## TASK
Set down each line of the data below exactly.

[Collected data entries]
....................

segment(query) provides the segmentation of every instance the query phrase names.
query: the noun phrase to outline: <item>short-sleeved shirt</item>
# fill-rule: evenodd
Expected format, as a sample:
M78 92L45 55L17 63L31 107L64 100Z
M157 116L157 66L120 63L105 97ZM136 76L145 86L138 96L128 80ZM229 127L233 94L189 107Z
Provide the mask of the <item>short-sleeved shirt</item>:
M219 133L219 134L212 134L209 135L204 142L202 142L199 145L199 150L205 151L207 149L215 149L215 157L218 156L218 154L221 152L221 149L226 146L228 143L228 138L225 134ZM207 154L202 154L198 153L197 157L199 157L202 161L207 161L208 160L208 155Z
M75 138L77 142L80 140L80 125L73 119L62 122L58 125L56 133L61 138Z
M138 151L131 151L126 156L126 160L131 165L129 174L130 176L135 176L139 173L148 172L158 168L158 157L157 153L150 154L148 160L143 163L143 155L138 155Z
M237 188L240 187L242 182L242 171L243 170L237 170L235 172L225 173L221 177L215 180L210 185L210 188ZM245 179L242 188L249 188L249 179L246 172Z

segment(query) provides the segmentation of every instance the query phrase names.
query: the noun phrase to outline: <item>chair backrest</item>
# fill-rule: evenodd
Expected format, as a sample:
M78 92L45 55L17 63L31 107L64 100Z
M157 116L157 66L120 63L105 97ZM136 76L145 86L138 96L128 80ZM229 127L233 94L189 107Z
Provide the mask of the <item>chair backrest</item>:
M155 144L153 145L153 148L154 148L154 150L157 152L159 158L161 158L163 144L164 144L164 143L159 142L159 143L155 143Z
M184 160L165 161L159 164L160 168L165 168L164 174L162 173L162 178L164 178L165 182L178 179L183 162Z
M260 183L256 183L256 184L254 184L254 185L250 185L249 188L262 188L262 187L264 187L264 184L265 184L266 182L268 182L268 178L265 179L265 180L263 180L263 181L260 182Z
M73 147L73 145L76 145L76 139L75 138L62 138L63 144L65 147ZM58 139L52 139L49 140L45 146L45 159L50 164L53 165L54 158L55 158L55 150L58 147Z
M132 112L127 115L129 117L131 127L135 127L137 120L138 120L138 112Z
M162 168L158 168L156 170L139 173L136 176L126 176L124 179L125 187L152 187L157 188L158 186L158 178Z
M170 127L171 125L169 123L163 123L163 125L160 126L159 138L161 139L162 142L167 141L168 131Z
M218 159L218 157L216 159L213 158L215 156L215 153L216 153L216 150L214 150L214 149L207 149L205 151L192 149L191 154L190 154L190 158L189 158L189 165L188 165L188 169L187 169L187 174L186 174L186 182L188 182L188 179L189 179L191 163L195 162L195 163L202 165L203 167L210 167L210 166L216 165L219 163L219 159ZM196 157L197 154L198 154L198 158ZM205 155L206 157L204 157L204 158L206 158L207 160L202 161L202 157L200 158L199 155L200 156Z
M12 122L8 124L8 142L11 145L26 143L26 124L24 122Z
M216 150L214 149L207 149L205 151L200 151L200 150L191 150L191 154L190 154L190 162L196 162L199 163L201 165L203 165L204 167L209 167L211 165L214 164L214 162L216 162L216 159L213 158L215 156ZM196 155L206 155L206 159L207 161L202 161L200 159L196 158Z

....................

## OUTPUT
segment(query) provides the segmentation of every instance the query phrase names.
query: the noun phrase to outline: <item>short-sleeved shirt</item>
# fill-rule: evenodd
Expected format, as a sample:
M78 92L45 55L17 63L31 107L64 100Z
M157 116L157 66L120 63L105 97ZM136 76L145 86L138 96L128 80ZM229 127L233 94L189 107Z
Provide the mask of the <item>short-sleeved shirt</item>:
M219 133L219 134L212 134L209 135L204 142L202 142L199 145L199 150L205 151L207 149L215 149L215 157L218 156L218 154L221 152L221 149L226 146L228 143L228 138L225 134ZM207 154L202 154L198 153L197 157L199 157L202 161L207 161L208 160L208 155Z
M75 138L77 142L80 140L80 125L73 119L62 122L58 125L56 133L61 138Z
M138 151L131 151L126 156L126 160L131 165L129 174L130 176L135 176L139 173L148 172L158 168L158 157L157 153L150 154L148 160L143 163L143 155L138 155Z
M237 188L240 187L242 182L242 171L243 170L237 170L235 172L225 173L221 177L215 180L210 185L210 188ZM245 179L242 188L249 188L249 179L246 172Z

segment(query) provides the segmentation of every instance the query phrase names.
query: the noun phrase to outline: <item>chair backrest</item>
# fill-rule: evenodd
Expected format, as a sample:
M78 92L45 55L17 63L31 107L64 100Z
M157 116L157 66L120 63L105 97ZM136 76L145 86L138 96L128 80ZM229 127L233 94L189 107Z
Provide the mask of the <item>chair backrest</item>:
M155 144L153 145L153 148L154 148L154 150L157 152L159 158L161 158L163 144L164 144L164 143L159 142L159 143L155 143Z
M184 160L165 161L159 164L160 168L165 168L164 174L162 173L162 178L164 178L165 182L178 179L183 162Z
M260 183L256 183L256 184L254 184L254 185L250 185L249 188L262 188L262 187L264 187L264 184L265 184L266 182L268 182L268 178L265 179L265 180L263 180L263 181L260 182Z
M73 147L73 145L76 145L76 139L75 138L62 138L63 144L65 147ZM58 139L52 139L49 140L45 146L45 159L50 164L53 165L54 158L55 158L55 150L58 147Z
M132 112L127 115L129 117L131 127L135 127L137 120L138 120L138 112Z
M162 168L158 168L156 170L139 173L136 176L126 176L124 179L125 187L152 187L157 188L158 186L158 178Z
M170 127L171 125L169 123L163 123L163 125L160 126L159 138L161 139L162 142L167 141L168 131Z
M218 159L218 157L216 159L213 158L215 156L215 153L216 153L216 150L214 150L214 149L207 149L205 151L192 149L191 154L190 154L190 158L189 158L189 165L188 165L188 169L187 169L187 174L186 174L186 182L188 182L188 179L189 179L191 163L195 162L195 163L202 165L203 167L210 167L210 166L216 165L219 163L219 159ZM196 157L197 154L198 154L198 158ZM205 155L206 157L204 157L204 158L206 158L207 160L202 161L202 157L200 158L199 155L200 156Z
M12 122L8 124L8 142L11 145L26 143L26 124L24 122Z
M216 150L214 149L207 149L205 151L200 151L200 150L191 150L191 154L190 154L190 162L196 162L199 163L201 165L203 165L204 167L209 167L211 165L214 164L214 162L216 162L216 159L213 158L215 156ZM196 155L206 155L206 159L207 161L202 161L200 159L196 158Z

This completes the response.